EXERCISE PROMPT
Your task is to quote the material that follows, in full and exactly.

EXTRACTED ENTRIES
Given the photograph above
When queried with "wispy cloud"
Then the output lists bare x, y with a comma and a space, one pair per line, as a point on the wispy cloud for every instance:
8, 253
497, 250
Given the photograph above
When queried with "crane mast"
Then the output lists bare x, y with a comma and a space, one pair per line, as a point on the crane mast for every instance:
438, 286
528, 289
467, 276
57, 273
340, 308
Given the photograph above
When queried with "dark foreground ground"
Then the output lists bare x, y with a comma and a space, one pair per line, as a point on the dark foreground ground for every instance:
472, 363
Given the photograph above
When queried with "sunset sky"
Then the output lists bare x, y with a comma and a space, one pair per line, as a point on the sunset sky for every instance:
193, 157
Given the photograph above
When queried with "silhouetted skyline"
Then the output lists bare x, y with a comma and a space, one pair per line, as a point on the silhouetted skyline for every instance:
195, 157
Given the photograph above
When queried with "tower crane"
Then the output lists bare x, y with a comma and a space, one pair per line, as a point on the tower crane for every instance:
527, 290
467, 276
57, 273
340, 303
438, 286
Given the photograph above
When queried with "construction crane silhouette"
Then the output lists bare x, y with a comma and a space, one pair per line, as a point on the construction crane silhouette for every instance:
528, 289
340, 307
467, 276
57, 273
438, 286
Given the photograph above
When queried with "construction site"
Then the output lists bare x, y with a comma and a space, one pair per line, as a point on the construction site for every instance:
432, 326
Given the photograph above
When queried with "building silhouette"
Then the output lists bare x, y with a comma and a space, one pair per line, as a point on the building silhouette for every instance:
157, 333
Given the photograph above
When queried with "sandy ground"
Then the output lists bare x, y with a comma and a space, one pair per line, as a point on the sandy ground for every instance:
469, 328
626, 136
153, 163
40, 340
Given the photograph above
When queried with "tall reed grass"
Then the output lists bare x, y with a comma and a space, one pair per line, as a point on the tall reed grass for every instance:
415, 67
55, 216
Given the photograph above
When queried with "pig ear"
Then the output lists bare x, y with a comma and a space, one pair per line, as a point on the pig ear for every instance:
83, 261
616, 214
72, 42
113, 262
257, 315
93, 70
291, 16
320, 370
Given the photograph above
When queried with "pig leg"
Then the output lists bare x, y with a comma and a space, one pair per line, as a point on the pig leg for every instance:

EXERCISE ANSWER
Given the photograph above
When queried with "wispy cloud"
Then the output lists bare x, y with a comma and a space, one pair per line, as a point on the wispy cloud for every instance:
8, 253
497, 250
Given the photograph above
When queried with "crane mast"
Then the output lists bare x, y with a comma and a space, one pair per line, as a point on the crane mast for every instance:
438, 286
528, 289
467, 276
57, 273
340, 308
Given the photograph above
When queried with "dark foreground ground"
Then the output lists bare x, y with a comma and a space, one pair per line, as a point on the dark foreground ground for every instance:
472, 363
Given the photograph above
When queried with "sunset sky"
Then the output lists bare x, y with a comma and a space, one pair per line, as a point on the sunset sky for every instance:
193, 157
Given the photograph above
When queried with "silhouetted skyline"
Then the output lists bare x, y with a comma and a space, one pair per line, as a point on the silhouetted skyline for every instance:
195, 157
Given the photograph above
When queried with "tower crane"
Then the output lists bare x, y with a comma and a space, one pair per line, as a point on the tower crane for every instance:
527, 290
467, 276
57, 273
340, 303
438, 286
Given the photograph above
When queried with "construction crane silhouette"
Then the output lists bare x, y with a comma and a space, one pair per line, as a point on the construction crane silhouette for every instance:
528, 289
340, 307
467, 276
57, 273
438, 286
Given the photograph above
When queried with "construction site"
Then the output lists bare x, y with a comma and a space, one pair per line, as a point on the construction site for every instance:
432, 326
Given the photograph above
When queried with "building silhouette"
Then the output lists bare x, y with a comma and a space, one pair per line, as a point on the building silhouette for every instance:
157, 333
Given the photograph above
When queried with "sandy ground"
Then the output lists bare x, y with a comma and a space, one pair per line, as a point on the sandy ground for every instance:
469, 328
626, 136
153, 163
40, 340
Given the photograph above
When queried with "tall reed grass"
Then the output lists bare x, y with a comma and a space, one pair per line, as a point on the tall reed grass for every instance:
415, 67
55, 216
Given the photograph above
When queried with "pig ear"
Then the output lists bare x, y with a comma and a space, one pair per line, as a point on the pig ear for every instance:
83, 261
616, 214
72, 42
113, 262
257, 315
93, 70
291, 16
320, 370
Given the photograph above
When queried with "pig leg"
Then the output lists bare x, y with a comma and a space, one pair per line, as a point on the pig leg for every instance:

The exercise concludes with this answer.